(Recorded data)
- - - - -

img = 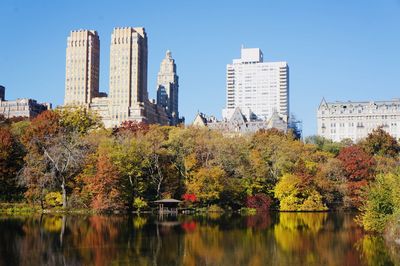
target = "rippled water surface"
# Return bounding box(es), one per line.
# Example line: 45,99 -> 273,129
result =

- - - - -

• [Stated task] Repeat the data above line for line, leaving the picture out of your answer.

• [Result of this task]
img = 
target = "rippled water surface"
# Return bounding box(es), one per line.
# Example line: 45,99 -> 273,129
result =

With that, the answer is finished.